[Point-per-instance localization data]
= = = = =

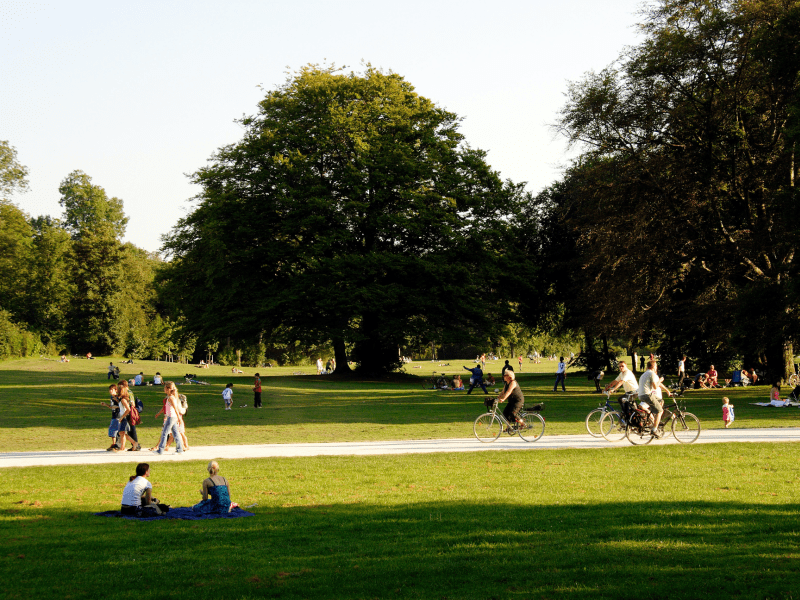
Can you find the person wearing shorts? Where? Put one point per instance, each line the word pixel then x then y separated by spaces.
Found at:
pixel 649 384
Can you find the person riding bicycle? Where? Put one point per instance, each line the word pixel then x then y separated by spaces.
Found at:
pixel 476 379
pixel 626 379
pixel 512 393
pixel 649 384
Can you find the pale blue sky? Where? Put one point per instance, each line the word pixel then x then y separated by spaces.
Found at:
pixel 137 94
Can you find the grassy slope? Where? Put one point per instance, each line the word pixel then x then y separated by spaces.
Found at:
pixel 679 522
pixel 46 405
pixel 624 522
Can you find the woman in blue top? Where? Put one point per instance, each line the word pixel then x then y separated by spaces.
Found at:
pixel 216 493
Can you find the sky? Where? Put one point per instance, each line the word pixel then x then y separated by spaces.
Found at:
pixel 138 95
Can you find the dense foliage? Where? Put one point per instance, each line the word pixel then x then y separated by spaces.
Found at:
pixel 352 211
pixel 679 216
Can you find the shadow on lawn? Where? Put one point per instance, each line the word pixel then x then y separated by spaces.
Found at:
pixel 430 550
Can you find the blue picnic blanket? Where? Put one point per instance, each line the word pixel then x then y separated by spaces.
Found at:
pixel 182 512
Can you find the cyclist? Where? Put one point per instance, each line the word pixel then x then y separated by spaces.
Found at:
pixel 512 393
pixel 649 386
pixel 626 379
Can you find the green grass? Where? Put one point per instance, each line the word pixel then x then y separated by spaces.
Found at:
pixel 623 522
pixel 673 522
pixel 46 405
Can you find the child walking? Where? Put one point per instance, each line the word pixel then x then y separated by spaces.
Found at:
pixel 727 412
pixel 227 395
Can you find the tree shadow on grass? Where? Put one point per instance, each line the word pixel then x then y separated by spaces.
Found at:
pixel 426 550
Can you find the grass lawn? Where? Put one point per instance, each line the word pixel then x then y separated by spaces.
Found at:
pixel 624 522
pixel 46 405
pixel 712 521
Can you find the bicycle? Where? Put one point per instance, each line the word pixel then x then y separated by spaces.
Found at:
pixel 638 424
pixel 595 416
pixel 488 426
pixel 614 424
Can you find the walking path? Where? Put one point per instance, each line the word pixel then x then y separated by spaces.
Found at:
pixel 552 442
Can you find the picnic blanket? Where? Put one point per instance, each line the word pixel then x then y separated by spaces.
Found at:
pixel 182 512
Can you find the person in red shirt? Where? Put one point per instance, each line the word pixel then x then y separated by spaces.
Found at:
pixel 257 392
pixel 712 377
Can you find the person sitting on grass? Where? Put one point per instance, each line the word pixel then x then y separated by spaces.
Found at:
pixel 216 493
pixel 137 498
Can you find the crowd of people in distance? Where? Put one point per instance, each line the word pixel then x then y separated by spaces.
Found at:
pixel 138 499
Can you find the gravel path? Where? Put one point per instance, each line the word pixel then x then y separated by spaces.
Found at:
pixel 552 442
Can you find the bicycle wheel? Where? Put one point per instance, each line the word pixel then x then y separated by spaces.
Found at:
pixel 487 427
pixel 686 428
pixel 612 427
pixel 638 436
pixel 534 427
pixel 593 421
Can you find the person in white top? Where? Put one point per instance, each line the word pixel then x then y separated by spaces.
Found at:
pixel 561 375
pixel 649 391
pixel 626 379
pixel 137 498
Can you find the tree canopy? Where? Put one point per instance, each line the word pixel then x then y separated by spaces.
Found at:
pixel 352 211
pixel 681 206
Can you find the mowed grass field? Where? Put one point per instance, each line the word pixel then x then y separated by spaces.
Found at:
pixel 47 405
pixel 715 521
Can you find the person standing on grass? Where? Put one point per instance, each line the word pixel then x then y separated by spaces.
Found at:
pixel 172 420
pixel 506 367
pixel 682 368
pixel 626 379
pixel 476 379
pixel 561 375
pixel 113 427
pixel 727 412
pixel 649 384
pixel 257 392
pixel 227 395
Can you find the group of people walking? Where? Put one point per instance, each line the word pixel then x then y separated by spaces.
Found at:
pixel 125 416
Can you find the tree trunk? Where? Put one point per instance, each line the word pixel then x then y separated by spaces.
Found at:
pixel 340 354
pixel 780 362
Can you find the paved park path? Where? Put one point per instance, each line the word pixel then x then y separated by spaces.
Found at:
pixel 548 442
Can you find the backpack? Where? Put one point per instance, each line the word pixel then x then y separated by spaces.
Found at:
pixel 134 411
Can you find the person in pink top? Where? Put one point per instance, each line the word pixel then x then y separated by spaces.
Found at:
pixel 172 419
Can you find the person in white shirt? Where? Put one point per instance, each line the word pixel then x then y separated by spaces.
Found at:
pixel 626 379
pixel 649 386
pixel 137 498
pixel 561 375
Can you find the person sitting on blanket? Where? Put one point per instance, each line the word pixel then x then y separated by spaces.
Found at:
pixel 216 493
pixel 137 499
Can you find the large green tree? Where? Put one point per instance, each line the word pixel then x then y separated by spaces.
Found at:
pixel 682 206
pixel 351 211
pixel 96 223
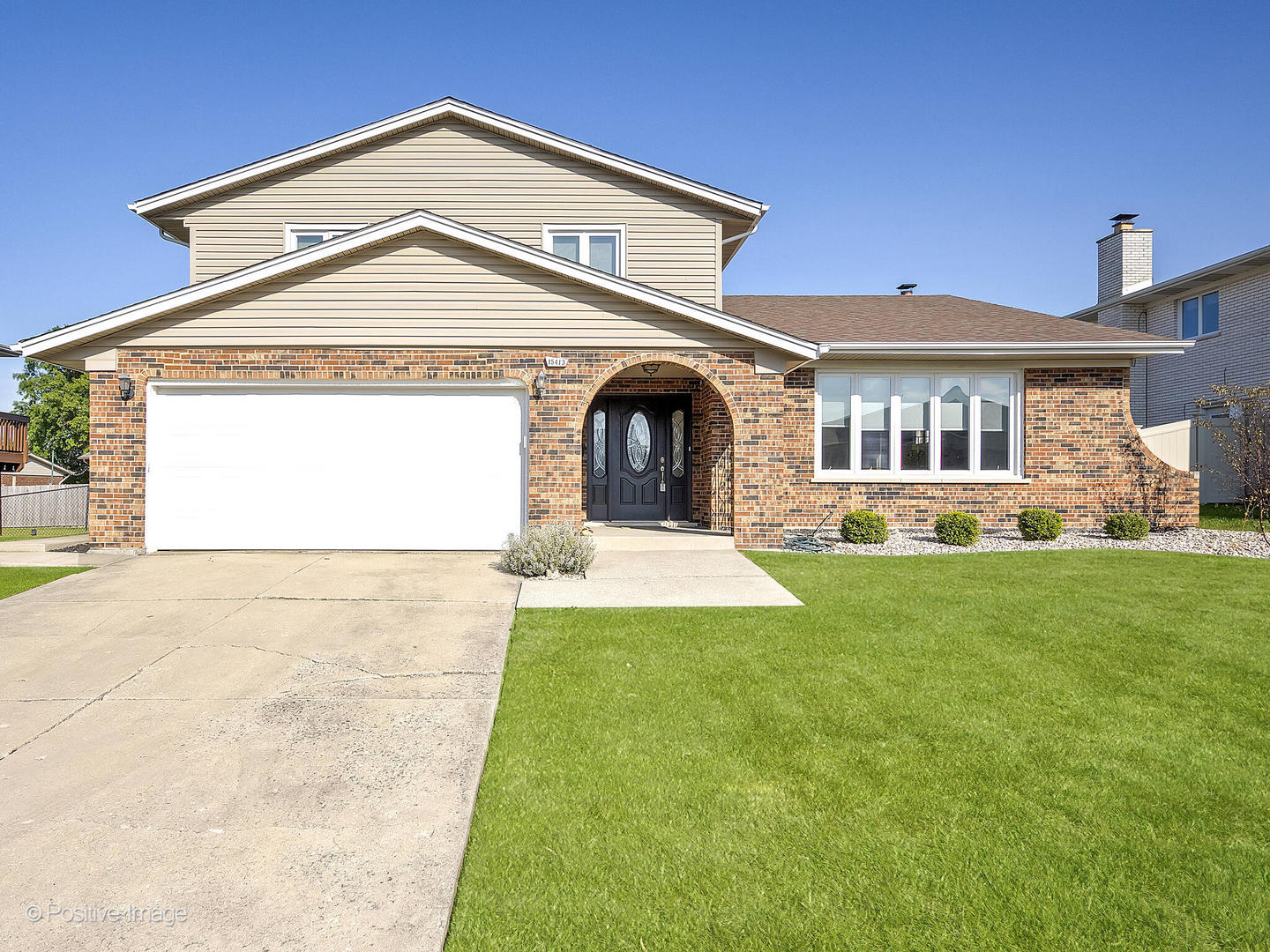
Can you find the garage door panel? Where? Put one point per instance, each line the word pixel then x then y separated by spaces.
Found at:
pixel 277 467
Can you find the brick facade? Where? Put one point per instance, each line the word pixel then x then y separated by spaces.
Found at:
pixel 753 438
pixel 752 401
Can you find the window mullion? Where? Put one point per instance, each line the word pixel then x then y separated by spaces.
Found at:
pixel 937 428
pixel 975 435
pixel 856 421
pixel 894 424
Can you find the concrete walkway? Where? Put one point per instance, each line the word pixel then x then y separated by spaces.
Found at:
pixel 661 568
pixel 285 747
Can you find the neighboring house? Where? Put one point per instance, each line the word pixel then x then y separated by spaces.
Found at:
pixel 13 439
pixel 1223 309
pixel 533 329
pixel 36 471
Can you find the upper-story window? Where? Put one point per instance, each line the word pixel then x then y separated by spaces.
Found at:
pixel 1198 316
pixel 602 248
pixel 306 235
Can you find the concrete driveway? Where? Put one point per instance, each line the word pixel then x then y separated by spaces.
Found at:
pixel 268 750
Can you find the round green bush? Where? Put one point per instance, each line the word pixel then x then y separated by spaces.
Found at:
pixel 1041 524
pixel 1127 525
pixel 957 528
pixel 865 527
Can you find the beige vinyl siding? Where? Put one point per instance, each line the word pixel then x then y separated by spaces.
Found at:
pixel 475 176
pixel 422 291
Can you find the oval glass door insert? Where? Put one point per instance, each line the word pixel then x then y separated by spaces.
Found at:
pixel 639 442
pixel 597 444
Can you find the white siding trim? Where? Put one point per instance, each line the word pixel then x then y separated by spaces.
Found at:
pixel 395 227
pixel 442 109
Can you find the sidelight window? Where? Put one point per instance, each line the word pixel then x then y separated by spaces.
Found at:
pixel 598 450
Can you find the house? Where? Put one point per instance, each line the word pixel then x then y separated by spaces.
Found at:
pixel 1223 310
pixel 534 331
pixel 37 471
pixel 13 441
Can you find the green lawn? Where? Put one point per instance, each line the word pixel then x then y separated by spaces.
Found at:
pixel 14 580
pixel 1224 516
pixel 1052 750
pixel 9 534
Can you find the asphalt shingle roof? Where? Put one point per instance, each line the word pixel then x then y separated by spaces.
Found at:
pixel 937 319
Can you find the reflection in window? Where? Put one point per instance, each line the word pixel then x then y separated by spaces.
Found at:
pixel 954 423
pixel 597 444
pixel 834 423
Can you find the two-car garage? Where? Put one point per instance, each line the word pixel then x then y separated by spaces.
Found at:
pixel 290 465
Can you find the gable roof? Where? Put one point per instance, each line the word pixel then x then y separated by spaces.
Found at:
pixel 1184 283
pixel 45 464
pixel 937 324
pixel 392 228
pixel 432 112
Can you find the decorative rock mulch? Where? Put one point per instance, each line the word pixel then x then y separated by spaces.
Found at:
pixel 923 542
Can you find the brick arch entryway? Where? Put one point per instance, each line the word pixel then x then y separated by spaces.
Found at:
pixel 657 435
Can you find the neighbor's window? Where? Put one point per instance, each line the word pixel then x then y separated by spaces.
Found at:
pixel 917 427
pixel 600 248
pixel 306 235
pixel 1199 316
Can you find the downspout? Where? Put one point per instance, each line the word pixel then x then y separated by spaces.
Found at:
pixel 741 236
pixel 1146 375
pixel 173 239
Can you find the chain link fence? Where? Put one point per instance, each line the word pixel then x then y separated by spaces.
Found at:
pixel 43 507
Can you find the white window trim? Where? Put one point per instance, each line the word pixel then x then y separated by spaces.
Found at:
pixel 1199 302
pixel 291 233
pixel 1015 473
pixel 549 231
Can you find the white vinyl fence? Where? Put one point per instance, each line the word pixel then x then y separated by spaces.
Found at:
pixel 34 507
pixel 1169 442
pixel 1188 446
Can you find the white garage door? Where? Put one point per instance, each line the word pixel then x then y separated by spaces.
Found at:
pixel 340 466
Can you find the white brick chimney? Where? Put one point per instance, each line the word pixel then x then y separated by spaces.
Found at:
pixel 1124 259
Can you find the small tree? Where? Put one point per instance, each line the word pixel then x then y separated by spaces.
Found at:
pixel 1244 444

= = = = =

## Task details:
Each line that has the word "garage" counts once. How many such lines are in the data? Give the number alone.

## Task response:
3